Input data:
== == ==

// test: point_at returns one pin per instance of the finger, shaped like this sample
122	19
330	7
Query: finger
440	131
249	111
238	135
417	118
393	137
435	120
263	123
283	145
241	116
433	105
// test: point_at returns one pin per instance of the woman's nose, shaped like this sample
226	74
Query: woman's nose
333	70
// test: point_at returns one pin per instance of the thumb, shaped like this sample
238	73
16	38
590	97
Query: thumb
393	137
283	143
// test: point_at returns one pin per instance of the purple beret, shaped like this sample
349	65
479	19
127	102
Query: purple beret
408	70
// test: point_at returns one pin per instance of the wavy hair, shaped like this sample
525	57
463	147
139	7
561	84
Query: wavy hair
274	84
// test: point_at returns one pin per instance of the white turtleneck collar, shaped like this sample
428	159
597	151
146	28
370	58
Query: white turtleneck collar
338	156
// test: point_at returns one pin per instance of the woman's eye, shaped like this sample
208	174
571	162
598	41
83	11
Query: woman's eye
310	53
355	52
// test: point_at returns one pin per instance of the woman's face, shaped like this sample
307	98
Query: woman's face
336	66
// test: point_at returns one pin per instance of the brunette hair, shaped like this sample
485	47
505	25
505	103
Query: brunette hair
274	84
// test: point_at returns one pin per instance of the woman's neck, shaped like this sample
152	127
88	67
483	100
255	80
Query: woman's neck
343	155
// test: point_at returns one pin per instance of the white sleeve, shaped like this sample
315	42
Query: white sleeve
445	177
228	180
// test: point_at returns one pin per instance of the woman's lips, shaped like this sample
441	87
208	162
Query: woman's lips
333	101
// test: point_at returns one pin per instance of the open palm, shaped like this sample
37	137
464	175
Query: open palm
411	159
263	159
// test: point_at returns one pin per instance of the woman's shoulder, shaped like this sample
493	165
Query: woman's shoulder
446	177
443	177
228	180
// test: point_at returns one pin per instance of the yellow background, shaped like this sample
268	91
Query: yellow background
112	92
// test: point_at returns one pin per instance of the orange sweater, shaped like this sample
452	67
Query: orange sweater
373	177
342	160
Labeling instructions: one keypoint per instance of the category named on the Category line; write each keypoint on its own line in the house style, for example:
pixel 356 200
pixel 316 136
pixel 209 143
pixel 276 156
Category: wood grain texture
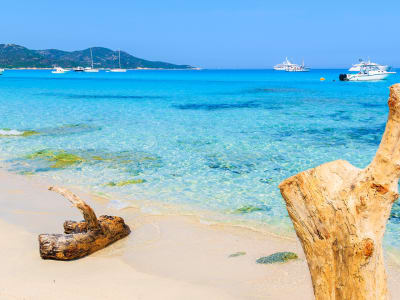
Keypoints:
pixel 340 213
pixel 81 238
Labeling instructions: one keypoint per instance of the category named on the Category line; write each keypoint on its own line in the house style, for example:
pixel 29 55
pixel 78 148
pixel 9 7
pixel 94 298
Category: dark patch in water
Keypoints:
pixel 340 115
pixel 272 90
pixel 395 213
pixel 370 135
pixel 221 106
pixel 373 105
pixel 132 162
pixel 68 129
pixel 235 167
pixel 104 96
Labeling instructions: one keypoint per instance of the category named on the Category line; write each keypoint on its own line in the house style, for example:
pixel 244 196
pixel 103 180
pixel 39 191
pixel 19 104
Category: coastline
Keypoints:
pixel 177 257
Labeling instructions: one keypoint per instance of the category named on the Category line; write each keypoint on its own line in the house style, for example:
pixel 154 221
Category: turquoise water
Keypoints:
pixel 218 140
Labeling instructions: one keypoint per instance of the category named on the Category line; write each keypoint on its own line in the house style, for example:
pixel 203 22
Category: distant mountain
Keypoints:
pixel 15 56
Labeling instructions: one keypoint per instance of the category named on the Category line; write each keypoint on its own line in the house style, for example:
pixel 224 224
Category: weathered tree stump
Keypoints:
pixel 340 212
pixel 81 238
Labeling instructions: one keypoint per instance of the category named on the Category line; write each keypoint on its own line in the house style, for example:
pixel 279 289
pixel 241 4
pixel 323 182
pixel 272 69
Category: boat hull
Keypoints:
pixel 373 77
pixel 363 77
pixel 118 70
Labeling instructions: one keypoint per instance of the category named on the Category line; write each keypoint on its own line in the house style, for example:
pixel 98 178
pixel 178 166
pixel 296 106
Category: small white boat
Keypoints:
pixel 91 69
pixel 79 69
pixel 357 67
pixel 297 68
pixel 118 70
pixel 291 67
pixel 59 70
pixel 283 66
pixel 368 72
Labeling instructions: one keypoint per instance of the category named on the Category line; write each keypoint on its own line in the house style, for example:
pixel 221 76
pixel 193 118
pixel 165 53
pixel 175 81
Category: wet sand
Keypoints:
pixel 165 257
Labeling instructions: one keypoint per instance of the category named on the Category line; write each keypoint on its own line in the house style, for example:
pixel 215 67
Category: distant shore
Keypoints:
pixel 104 69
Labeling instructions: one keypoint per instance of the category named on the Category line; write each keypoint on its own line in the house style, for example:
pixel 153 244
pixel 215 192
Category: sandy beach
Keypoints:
pixel 165 257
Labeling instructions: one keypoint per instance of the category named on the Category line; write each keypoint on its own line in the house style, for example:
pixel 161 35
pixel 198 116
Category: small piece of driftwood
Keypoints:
pixel 81 238
pixel 340 212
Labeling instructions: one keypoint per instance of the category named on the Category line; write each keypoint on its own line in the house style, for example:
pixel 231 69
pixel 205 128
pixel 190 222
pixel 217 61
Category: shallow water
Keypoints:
pixel 210 140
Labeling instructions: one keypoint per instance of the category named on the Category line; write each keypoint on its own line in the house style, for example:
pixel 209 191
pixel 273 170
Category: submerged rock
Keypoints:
pixel 278 257
pixel 126 182
pixel 246 209
pixel 61 159
pixel 240 253
pixel 6 132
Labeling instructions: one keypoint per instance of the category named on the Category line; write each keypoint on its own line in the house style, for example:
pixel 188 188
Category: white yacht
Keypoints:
pixel 283 66
pixel 59 70
pixel 118 70
pixel 291 67
pixel 297 68
pixel 368 72
pixel 91 69
pixel 357 67
pixel 79 69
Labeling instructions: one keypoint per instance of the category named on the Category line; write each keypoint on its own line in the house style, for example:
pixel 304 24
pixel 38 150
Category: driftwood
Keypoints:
pixel 340 212
pixel 81 238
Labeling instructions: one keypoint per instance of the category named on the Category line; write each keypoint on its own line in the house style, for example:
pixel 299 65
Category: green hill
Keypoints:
pixel 15 56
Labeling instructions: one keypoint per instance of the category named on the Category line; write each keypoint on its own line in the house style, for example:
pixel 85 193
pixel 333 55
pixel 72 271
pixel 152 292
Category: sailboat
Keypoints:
pixel 119 70
pixel 91 69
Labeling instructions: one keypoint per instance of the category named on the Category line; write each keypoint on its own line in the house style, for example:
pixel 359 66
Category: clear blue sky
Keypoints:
pixel 213 33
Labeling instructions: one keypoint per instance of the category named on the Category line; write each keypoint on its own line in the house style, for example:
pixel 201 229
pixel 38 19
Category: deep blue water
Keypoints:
pixel 217 140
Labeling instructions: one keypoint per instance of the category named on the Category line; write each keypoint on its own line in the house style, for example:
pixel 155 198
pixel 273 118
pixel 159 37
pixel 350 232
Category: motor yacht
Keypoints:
pixel 357 67
pixel 79 69
pixel 59 70
pixel 297 68
pixel 368 72
pixel 283 66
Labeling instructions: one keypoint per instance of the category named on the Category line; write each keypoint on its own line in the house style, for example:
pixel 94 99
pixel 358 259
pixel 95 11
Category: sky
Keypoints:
pixel 213 33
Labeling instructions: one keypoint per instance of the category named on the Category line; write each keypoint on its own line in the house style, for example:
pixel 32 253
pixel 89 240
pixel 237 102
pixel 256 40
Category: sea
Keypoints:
pixel 213 143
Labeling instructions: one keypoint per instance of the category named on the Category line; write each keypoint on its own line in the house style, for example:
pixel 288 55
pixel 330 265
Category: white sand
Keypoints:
pixel 165 257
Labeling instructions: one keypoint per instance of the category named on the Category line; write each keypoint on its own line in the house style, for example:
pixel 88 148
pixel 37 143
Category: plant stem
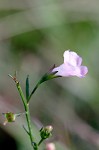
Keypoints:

== == ==

Nothing but the records themselves, exact and complete, should be returned; leave the pictures out.

// test: point_at returns one pin per instance of the finger, shaped like this sample
122	19
330	7
Query: finger
440	131
249	111
238	135
417	118
393	137
435	120
263	123
283	145
241	116
433	105
// test: point_at returns one pin per instance of the woman's nose, shaped like this sample
226	74
Query: woman's nose
333	70
// test: point_at returns one pin per instance of the thumb, shaped like this sample
238	73
16	38
590	97
Query: thumb
393	137
283	143
// test: point_at returns one pin per instance of the purple beret, shaped like this sample
349	65
479	19
127	102
Query: purple beret
408	70
// test: point_at returns one pin per instance of the wavy hair, shaped like this sample
525	57
463	147
139	7
561	84
Query: wavy hair
274	84
// test: point_at returns one pin per instance of the white turtleneck collar, shaped like this sample
428	159
597	151
146	28
370	58
Query: white turtleneck collar
338	156
// test: point_at returns one pin per instance of the woman's eye, shaped like this sample
208	174
571	162
598	41
83	11
Query: woman's eye
310	53
355	52
// test: point_at returns one pin per instance of the woman's face, shaped like this sample
307	98
Query: woman's face
336	66
// test: point_at returns one pin per instance of the brunette hair, shaped like this sample
485	47
505	25
505	103
Query: brunette hair
274	84
// test: point_at returns one pin per instance of the woman's neck, shaped like this sample
152	127
88	67
483	100
255	80
Query: woman's neck
343	155
// test: point_at returns one pin per instance of the white sleeve, shaped like this sample
315	42
Query: white sleeve
445	177
228	180
// test: point_at returns one pin per instance of the woman's lips, shaped like this sample
441	87
208	162
Query: woman's lips
333	101
// test: point_at returns one pin per instance of the open palm, shaped like this sample
37	137
464	175
Query: open palm
411	159
263	159
// test: point_at returns one pin per instance of the woman's shoulder, shaped like this sample
493	165
Query: woman's shoulder
446	177
443	177
228	180
// test: point_at returns one pin per instance of the yellow background, shaped like this sample
268	91
Query: yellow background
112	92
// test: point_at returns one pin per instance of the orange sweater, shaped like this sample
452	67
Query: orange sweater
373	177
342	160
Labeling instructions: one keypoint per instance of the category named on the Category line; write each keypoint on its own line in the house style, for example:
pixel 356 200
pixel 316 136
pixel 209 143
pixel 276 156
Category: wood grain texture
Keypoints:
pixel 340 213
pixel 81 238
Labeling instructions: one keypoint per instance of the category named on the Category line; write each keypoint on its own line in the house style, for example:
pixel 29 55
pixel 78 148
pixel 9 7
pixel 94 298
Category: dark patch in water
Keypoints:
pixel 340 115
pixel 272 90
pixel 395 213
pixel 370 135
pixel 221 106
pixel 373 105
pixel 132 162
pixel 68 129
pixel 235 167
pixel 104 96
Labeling instructions: one keypoint per instance of the category named on the Category line; write each keypoint on its own line in the house style, for example:
pixel 244 196
pixel 103 180
pixel 39 191
pixel 19 104
Category: coastline
Keypoints:
pixel 177 257
Labeling instructions: one keypoint per instance of the category named on the Category line; write each keypoint on its own line in the house style, for example:
pixel 154 221
Category: turquoise water
Keypoints:
pixel 218 140
Labeling instructions: one keypoint per instance of the category named on the Category line; write each keypoint on its own line in the house style, for example:
pixel 203 22
Category: distant mountain
Keypoints:
pixel 15 56
Labeling instructions: one keypoint per instance of the category named on the Category line; write each keypoint on its own line in the house style, for example:
pixel 224 224
Category: weathered tree stump
Keypoints:
pixel 340 212
pixel 81 238
Labeling instructions: one keypoint per instance of the category named on the Category line; write each keypoint on its own line in the house style, for example:
pixel 279 289
pixel 241 4
pixel 323 182
pixel 272 69
Category: boat hull
Keypoints:
pixel 373 77
pixel 363 77
pixel 118 70
Labeling instructions: one keypoint per instance of the category named on the Category line; write each keypoint on its own line in the house style, for example:
pixel 98 178
pixel 178 166
pixel 296 106
Category: small white boat
Keypoints:
pixel 91 69
pixel 79 69
pixel 357 67
pixel 297 68
pixel 118 70
pixel 291 67
pixel 59 70
pixel 283 66
pixel 368 72
Labeling instructions: one keypoint per instance of the category named on the Category line; write each keypoint on its own line in the house style, for example:
pixel 221 76
pixel 193 118
pixel 165 53
pixel 175 81
Category: wet sand
Keypoints:
pixel 165 257
Labeling instructions: one keypoint per instance of the category named on the Category line; write each keypoint on its own line in the house style, for example:
pixel 215 67
Category: distant shore
Keypoints:
pixel 104 69
Labeling instructions: one keypoint per instance of the category named on the Category line; write each keypoint on its own line in the house style, for example:
pixel 153 244
pixel 215 192
Category: sandy beach
Keypoints:
pixel 165 257
Labeling instructions: one keypoint per instance of the category named on the Category line; write each keypoint on its own line in the house style, for example:
pixel 161 35
pixel 198 116
Category: small piece of driftwood
Keypoints:
pixel 81 238
pixel 340 212
Labeling instructions: one keypoint per instance of the category named on the Category line; write each keypoint on its own line in the house style, for example:
pixel 231 69
pixel 205 128
pixel 190 222
pixel 217 61
Category: shallow water
Keypoints:
pixel 210 140
Labeling instructions: one keypoint per instance of the category named on the Category line; write each keypoint on its own line in the house style, for example:
pixel 209 191
pixel 273 170
Category: submerged rock
Keypoints:
pixel 278 257
pixel 126 182
pixel 246 209
pixel 61 159
pixel 240 253
pixel 6 132
Labeling instructions: one keypoint per instance of the category named on the Category line; write each keypoint on its own line in the house style, for example:
pixel 188 188
Category: white yacht
Keypoints:
pixel 283 66
pixel 59 70
pixel 118 70
pixel 291 67
pixel 297 68
pixel 368 72
pixel 91 69
pixel 357 67
pixel 79 69
Labeling instructions: one keypoint per instance of the category named on the Category line; write each keypoint on its own line in the house style, for example:
pixel 304 24
pixel 38 150
Category: driftwood
Keypoints:
pixel 340 212
pixel 81 238
Labeling instructions: one keypoint per instance of the category named on the Category line; write each keypoint on its own line in the house style, for example:
pixel 299 65
Category: green hill
Keypoints:
pixel 15 56
Labeling instructions: one keypoint per instance of the category named on the Category line; write each keypoint on its own line in the house style, for example:
pixel 85 193
pixel 333 55
pixel 72 271
pixel 152 292
Category: sailboat
Keypoints:
pixel 119 70
pixel 91 69
Labeling instructions: one keypoint per instance of the category named on the Category line; write each keypoint on its own line in the house style, for example:
pixel 359 66
Category: clear blue sky
Keypoints:
pixel 213 33
Labeling instructions: one keypoint per instance of the category named on the Category line; write each keypoint on its own line in the house style, for example:
pixel 201 229
pixel 38 19
Category: deep blue water
Keypoints:
pixel 217 140
Labeling instructions: one keypoint per instance of the category named on the Category line; write each keypoint on its own line in the house style, for example:
pixel 155 198
pixel 273 118
pixel 159 37
pixel 350 232
Category: motor yacht
Keypoints:
pixel 357 67
pixel 79 69
pixel 59 70
pixel 297 68
pixel 368 72
pixel 283 66
Labeling instructions: one keypoint per instance of the category named on the Category line; write each keypoint on its own line in the house style, for example:
pixel 94 99
pixel 358 259
pixel 95 11
Category: sky
Keypoints:
pixel 213 33
Labeling instructions: one keypoint per instance of the category named on the Category line; write each keypoint on its own line in the house style, for example:
pixel 32 253
pixel 89 240
pixel 237 102
pixel 256 40
Category: sea
Keypoints:
pixel 213 143
Labeling instructions: one keypoint per instance of the category named on the Category line; write each keypoint on its own line in the house style, for example:
pixel 288 55
pixel 330 265
Category: white sand
Keypoints:
pixel 165 257
Labeling instructions: one keypoint per instance of the category named on the Category line; write each keypoint on its own line in the house style, for example:
pixel 88 148
pixel 37 143
Category: plant stem
Keypoints:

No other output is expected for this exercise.